Stored data entries:
[Start of section]

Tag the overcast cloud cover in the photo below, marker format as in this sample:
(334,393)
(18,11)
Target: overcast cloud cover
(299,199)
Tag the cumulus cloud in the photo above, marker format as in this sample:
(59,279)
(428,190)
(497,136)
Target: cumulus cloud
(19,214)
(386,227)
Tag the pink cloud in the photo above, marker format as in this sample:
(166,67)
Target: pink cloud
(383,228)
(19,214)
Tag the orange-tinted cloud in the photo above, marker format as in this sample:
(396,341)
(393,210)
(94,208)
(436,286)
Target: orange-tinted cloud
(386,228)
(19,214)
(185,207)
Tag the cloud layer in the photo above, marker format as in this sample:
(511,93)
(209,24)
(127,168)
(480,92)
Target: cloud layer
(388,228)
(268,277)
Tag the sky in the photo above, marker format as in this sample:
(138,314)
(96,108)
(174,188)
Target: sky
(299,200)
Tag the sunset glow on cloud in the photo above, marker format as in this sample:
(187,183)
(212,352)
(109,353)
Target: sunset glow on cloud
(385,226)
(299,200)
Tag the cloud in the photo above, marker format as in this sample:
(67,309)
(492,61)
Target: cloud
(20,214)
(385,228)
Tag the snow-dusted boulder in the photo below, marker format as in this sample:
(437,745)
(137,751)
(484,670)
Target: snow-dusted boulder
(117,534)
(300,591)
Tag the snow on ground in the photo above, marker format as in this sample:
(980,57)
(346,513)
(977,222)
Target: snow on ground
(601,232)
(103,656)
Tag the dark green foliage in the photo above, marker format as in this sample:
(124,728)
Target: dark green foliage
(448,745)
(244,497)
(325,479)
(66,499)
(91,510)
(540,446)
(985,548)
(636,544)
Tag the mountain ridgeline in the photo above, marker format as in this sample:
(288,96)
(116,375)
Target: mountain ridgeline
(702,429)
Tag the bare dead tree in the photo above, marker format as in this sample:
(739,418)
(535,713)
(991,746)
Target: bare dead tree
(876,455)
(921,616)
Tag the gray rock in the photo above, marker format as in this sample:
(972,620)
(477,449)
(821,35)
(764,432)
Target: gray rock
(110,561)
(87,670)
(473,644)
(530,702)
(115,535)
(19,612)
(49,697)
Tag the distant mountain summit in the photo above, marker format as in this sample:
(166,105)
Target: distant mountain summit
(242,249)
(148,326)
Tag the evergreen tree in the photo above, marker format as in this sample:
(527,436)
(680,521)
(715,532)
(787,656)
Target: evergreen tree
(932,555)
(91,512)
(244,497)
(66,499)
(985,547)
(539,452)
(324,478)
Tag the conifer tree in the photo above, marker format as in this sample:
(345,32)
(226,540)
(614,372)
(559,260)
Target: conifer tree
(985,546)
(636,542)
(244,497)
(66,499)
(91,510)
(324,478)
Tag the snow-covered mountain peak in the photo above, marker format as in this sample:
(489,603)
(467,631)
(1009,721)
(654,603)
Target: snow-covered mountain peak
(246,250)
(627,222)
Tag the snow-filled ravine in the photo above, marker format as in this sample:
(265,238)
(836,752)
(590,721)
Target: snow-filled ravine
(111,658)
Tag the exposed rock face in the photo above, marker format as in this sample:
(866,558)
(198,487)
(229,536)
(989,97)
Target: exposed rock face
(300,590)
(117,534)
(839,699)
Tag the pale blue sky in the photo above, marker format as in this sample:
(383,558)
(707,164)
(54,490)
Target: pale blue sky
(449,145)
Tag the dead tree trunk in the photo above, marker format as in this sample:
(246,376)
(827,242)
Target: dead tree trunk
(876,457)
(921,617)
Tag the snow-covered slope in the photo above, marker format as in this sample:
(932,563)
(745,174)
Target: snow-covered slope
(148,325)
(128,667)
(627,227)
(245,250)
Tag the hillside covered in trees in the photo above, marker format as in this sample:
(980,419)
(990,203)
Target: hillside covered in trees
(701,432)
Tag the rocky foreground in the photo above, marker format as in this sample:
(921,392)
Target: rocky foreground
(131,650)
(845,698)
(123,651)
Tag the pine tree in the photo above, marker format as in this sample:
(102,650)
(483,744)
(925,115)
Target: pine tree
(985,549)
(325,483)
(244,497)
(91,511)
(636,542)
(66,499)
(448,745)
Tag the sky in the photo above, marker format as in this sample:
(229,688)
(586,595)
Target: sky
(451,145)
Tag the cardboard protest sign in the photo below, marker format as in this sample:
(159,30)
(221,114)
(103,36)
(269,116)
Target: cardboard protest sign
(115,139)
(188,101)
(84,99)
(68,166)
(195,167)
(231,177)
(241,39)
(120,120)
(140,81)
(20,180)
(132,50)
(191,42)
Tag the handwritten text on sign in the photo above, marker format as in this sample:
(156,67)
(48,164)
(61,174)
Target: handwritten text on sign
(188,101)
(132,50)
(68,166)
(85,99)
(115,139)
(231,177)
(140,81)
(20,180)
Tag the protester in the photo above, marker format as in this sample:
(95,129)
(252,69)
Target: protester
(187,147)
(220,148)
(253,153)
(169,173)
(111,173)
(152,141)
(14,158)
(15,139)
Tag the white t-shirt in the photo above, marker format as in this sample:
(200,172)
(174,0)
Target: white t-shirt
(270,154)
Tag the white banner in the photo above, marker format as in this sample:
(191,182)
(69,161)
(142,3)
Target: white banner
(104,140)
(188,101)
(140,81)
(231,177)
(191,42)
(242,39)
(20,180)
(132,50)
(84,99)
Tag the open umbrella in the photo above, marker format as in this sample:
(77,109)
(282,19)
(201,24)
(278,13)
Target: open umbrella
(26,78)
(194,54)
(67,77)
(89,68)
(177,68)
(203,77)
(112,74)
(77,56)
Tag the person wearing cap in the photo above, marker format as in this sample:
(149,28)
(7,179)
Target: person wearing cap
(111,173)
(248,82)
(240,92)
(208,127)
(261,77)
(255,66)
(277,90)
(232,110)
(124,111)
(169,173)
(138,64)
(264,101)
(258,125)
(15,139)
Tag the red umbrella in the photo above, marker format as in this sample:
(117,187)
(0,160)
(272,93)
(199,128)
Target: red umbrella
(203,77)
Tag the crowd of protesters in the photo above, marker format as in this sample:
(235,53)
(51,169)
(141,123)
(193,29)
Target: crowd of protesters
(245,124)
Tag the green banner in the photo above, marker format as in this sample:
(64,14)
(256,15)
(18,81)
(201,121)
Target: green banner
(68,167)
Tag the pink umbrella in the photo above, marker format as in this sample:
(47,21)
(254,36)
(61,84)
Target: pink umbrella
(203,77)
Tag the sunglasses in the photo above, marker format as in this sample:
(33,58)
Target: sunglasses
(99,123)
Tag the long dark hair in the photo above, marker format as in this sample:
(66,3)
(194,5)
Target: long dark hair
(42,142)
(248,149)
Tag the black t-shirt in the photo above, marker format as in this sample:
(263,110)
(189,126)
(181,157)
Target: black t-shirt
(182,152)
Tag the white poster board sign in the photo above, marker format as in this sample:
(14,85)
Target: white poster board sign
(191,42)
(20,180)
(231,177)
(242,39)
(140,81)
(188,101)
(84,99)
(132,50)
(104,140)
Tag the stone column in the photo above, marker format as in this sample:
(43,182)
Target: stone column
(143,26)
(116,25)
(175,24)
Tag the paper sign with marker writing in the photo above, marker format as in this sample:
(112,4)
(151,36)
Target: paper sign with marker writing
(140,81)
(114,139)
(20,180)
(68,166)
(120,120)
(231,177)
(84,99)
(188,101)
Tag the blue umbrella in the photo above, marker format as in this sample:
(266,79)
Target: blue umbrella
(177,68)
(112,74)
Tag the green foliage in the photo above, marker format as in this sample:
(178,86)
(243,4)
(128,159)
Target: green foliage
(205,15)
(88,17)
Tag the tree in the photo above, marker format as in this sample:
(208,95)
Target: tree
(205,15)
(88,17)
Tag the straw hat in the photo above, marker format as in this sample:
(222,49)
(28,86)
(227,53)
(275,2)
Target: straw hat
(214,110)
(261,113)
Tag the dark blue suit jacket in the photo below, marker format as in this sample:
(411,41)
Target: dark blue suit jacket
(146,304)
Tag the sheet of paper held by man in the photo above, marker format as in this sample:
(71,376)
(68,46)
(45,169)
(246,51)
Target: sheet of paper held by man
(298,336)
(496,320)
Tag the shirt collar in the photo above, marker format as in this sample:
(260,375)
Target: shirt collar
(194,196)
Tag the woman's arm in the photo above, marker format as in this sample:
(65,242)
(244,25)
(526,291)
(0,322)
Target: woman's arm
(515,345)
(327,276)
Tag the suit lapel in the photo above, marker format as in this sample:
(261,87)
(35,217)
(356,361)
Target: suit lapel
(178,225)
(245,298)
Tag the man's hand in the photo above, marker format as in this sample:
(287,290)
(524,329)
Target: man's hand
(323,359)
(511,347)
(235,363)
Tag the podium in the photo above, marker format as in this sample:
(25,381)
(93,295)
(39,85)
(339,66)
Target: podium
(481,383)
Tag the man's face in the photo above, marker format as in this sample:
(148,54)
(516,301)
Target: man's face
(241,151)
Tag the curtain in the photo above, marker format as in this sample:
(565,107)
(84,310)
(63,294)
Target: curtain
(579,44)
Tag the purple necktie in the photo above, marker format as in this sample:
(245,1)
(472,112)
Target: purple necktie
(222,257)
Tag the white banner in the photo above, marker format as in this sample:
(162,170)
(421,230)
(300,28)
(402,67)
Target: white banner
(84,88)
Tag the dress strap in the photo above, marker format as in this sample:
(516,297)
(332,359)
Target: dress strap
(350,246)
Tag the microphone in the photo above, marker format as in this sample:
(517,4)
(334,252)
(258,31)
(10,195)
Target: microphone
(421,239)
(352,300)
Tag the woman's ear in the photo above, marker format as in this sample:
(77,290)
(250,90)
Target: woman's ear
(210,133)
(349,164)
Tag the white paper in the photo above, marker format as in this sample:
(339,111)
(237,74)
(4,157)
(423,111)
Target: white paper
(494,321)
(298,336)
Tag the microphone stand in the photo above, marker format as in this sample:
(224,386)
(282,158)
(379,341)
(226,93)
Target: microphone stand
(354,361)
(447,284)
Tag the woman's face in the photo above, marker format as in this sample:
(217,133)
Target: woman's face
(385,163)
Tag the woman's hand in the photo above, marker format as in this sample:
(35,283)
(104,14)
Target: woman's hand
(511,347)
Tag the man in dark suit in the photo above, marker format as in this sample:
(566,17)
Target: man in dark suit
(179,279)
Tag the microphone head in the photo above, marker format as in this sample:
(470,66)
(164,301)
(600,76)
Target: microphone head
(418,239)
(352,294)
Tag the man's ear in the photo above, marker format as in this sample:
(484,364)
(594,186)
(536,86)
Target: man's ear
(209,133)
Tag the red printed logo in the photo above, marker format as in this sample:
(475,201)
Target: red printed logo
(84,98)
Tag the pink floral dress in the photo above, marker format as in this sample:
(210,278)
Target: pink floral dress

[End of section]

**EXERCISE**
In the records above, locate each line with the word "floral". Copy all such lines.

**ANSWER SPACE**
Tag the pink floral dress in the photo above, marker format as in this sample:
Target: pink floral dress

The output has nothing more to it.